Измените часть интервью о блокаде между словами «Интервью с Владимиром» и «на санях волокли.» включительно и приведите ее заново, поставив «мины» вместо «снаряды».

▶ **Фрагмент текста**:
• • • •

«Мне вообще везло ...»
(или «Главный ветеран с Адмиралтейского»)
Интервью с Владимиром Романовичем Лихтом
В: Из чего складывался рацион для работающих на литейном заводе в годы блокады?
Лихт: Для нас была предусмотрена двойная норма хлеба - 250 г, для неработающих же было только 125 г. Поэтому многие выпускницы ленинградских школ, несостоявшиеся из-за войны студентки, пытались попасть к нам на предприятие. Разве для их нежных рук было отливать снаряды для нужд Ленинградского фронта? Завод бомбили постоянно, многие из этих девушек там и смерть свою нашли. С наступлением холодов, в ноябре 1942 года, все силы были брошены на отопление цехов для безостановочного режима работы. Мы разобрали все деревянные постройки на окраине города, сначала на лошадях возили, а когда уже ни одного животного не осталось в Питере, то на санях волокли.
По заводской карточке можно было на завтрак съесть в заводской столовой очень жидкую пшенную кашу, а на обед - суп из гнилой муки, которую поднимали со дна Ладожского озера, так и не успев довезти ее по «дороге жизни» для голодающих ленинградцев.

• • • •

▶ **Извлечённые записи**:
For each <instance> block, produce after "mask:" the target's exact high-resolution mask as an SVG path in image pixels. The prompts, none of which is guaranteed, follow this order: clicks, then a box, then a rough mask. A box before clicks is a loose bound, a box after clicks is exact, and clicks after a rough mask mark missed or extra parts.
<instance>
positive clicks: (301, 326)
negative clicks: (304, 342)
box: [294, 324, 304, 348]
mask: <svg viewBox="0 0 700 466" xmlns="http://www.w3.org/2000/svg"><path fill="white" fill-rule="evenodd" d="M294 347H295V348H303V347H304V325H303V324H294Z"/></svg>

• • • •

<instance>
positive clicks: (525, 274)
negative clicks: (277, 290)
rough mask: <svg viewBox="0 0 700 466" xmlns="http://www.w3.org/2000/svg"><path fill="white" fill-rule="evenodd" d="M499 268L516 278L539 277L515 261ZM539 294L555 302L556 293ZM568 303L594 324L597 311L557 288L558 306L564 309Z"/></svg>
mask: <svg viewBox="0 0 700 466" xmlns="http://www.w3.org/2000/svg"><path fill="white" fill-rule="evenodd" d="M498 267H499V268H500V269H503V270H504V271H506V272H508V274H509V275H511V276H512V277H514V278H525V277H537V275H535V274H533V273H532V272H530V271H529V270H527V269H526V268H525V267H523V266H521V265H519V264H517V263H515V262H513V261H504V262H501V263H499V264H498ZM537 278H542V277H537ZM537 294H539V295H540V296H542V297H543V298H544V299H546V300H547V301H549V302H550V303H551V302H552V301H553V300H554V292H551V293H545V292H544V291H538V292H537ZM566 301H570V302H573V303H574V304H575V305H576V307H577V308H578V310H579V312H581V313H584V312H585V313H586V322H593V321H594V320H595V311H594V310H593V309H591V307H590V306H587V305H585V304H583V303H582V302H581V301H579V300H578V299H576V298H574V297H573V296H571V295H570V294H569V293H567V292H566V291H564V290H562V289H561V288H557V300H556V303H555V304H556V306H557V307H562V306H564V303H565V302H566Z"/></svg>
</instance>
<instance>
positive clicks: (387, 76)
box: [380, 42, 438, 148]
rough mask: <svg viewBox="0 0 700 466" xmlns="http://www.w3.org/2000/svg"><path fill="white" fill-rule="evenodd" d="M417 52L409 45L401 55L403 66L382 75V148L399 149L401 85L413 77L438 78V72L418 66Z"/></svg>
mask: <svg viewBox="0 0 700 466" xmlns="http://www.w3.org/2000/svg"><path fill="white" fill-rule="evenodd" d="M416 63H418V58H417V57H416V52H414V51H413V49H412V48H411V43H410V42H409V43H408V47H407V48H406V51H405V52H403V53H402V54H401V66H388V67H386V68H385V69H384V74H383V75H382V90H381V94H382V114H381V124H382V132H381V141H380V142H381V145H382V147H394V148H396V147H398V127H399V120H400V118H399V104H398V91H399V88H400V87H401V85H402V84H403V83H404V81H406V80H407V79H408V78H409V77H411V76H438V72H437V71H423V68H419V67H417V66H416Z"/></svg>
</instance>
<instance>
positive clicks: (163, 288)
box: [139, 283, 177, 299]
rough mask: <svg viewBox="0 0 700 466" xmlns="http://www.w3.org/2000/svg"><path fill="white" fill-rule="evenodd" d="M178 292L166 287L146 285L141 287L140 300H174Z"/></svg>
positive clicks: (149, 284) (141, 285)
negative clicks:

• • • •

▶ **Выполненное задание**:
Интервью с Владимиром Романовичем Лихтом
В: Из чего складывался рацион для работающих на литейном заводе в годы блокады?
Лихт: Для нас была предусмотрена двойная норма хлеба - 250 г, для неработающих же было только 125 г. Поэтому многие выпускницы ленинградских школ, несостоявшиеся из-за войны студентки, пытались попасть к нам на предприятие. Разве для их нежных рук было отливать мины для нужд Ленинградского фронта? Завод бомбили постоянно, многие из этих девушек там и смерть свою нашли. С наступлением холодов, в ноябре 1942 года, все силы были брошены на отопление цехов для безостановочного режима работы. Мы разобрали все деревянные постройки на окраине города, сначала на лошадях возили, а когда уже ни одного животного не осталось в Питере, то на санях волокли.